* [Work instructions]: Copy the material below word for word, starting at its first line and ending with the line that contains "[[227, 130]]", both included.

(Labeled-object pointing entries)

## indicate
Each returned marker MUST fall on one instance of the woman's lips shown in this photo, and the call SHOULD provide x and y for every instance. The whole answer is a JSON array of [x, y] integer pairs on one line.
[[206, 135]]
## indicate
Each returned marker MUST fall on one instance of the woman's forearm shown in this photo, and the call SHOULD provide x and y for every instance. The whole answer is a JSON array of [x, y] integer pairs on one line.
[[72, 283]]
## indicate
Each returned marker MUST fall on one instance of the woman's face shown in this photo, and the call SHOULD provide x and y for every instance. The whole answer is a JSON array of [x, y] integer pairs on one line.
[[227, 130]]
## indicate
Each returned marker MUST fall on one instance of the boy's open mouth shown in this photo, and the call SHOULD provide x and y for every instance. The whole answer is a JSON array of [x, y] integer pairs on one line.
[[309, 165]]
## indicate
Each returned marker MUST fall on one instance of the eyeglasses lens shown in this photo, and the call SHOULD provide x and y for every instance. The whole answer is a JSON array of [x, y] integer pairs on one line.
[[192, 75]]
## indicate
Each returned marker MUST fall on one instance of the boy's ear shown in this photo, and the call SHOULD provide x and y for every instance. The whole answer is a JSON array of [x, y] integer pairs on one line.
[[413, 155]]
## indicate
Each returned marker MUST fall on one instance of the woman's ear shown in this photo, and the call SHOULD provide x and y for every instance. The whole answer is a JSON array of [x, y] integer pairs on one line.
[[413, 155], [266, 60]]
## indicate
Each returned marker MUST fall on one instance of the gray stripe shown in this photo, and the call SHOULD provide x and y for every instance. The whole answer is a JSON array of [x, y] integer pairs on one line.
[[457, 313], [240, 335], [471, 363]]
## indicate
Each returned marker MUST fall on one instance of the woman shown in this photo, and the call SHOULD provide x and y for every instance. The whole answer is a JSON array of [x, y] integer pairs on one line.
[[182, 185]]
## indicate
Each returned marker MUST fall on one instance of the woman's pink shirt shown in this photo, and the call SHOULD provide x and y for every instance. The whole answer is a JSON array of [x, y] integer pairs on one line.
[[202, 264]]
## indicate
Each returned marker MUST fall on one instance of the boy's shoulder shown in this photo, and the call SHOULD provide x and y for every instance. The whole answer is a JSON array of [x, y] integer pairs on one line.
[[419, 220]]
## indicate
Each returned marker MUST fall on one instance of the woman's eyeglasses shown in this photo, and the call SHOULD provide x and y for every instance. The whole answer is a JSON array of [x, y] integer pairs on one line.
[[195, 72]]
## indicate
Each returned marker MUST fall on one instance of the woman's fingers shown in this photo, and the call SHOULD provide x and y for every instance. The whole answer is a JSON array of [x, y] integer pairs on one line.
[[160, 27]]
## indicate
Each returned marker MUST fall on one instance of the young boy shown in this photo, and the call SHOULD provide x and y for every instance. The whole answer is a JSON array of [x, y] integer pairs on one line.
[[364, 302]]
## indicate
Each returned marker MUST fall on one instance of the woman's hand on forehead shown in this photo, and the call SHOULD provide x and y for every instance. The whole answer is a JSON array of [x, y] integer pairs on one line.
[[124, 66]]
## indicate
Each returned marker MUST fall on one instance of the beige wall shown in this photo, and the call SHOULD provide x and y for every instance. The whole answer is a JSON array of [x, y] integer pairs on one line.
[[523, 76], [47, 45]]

* [Expected answer]:
## indicate
Each returned marker MUST fall on one instance of the woman's lips shown in this photo, and the call SHOULD provide x and y for every instance. The whole answer is a JSON array of [x, y] integer pairs on one line.
[[206, 135]]
## indicate
Each returned marker MUST fall on one instance of the woman's forearm shown in this photo, and the call SHOULD provide x and y for every instance. The whole answer is a JSON array of [x, y] integer pairs on one line.
[[72, 283]]
## indicate
Each returned marker MUST fall on one instance of the woman's face shown in this photo, and the call SHOULD provide x and y for every instance. The whole answer is a JSON array of [x, y] integer pairs on one line.
[[227, 130]]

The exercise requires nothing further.